TASK DETAILS. Reproduce the records exactly.

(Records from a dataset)
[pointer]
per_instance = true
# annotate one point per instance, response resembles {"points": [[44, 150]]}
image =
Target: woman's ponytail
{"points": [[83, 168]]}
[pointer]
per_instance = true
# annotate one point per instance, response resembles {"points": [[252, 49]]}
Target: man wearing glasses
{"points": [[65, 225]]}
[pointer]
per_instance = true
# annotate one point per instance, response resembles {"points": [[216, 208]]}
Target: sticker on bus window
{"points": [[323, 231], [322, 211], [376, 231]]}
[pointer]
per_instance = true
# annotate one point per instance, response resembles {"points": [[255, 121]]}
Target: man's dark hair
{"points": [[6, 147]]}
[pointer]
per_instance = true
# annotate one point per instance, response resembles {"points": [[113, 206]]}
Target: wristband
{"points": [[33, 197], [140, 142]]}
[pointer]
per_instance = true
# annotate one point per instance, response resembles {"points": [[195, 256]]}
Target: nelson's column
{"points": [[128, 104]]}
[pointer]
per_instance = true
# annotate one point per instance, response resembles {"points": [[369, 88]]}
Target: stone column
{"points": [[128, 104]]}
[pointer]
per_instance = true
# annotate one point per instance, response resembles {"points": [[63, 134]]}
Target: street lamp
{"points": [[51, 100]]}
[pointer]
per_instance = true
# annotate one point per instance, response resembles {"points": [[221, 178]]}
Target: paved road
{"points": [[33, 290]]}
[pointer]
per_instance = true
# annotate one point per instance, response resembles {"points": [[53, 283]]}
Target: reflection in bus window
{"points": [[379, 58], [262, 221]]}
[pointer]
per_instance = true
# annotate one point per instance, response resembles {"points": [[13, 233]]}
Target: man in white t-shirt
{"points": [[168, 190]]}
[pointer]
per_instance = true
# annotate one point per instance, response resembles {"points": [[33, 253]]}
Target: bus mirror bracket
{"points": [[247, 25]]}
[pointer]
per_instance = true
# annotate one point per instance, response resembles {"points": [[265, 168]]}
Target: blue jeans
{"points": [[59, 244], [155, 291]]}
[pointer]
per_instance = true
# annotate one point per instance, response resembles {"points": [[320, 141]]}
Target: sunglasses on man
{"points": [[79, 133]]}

EXERCISE RESULT.
[pointer]
per_instance = true
# annotate one point per instance, response resembles {"points": [[44, 150]]}
image =
Target: woman's ponytail
{"points": [[83, 168]]}
[pointer]
per_instance = true
# annotate one point per instance, response resembles {"points": [[252, 49]]}
Target: man wearing glasses
{"points": [[65, 225]]}
[pointer]
per_instance = true
# annotate one point per instance, response resembles {"points": [[216, 208]]}
Target: sticker on bus window
{"points": [[323, 231], [322, 211], [376, 231]]}
[pointer]
per_instance = true
# annotate one point per instance, response resembles {"points": [[255, 121]]}
Target: man's dark hair
{"points": [[6, 147]]}
[pointer]
per_instance = true
# annotate one point per instance, response resembles {"points": [[113, 206]]}
Target: wristband
{"points": [[33, 197], [140, 142]]}
[pointer]
per_instance = true
# annotate one point per instance, response resembles {"points": [[195, 256]]}
Target: nelson's column
{"points": [[128, 104]]}
[pointer]
per_instance = true
# annotate one point per instance, response resembles {"points": [[369, 88]]}
Target: stone column
{"points": [[128, 104]]}
[pointer]
per_instance = true
# annotate one point per instance, response resembles {"points": [[63, 134]]}
Target: street lamp
{"points": [[51, 100]]}
[pointer]
per_instance = true
# annotate one point per instance, response resembles {"points": [[221, 178]]}
Target: paved road
{"points": [[33, 290]]}
[pointer]
per_instance = true
# annotate one point per instance, response resembles {"points": [[53, 283]]}
Target: reflection in bus window
{"points": [[379, 58], [262, 221]]}
[pointer]
per_instance = true
# annotate one point per instance, response resembles {"points": [[13, 233]]}
Target: man in white t-shirt
{"points": [[168, 190]]}
[pointer]
per_instance = true
# annotate one point per instance, response resembles {"points": [[33, 253]]}
Target: bus mirror bracket
{"points": [[247, 25]]}
[pointer]
per_instance = true
# annotate one point per instance, response resembles {"points": [[265, 168]]}
Target: blue jeans
{"points": [[59, 244], [155, 291]]}
[pointer]
per_instance = true
# annotate one point per instance, response resembles {"points": [[320, 141]]}
Target: sunglasses on man
{"points": [[79, 133]]}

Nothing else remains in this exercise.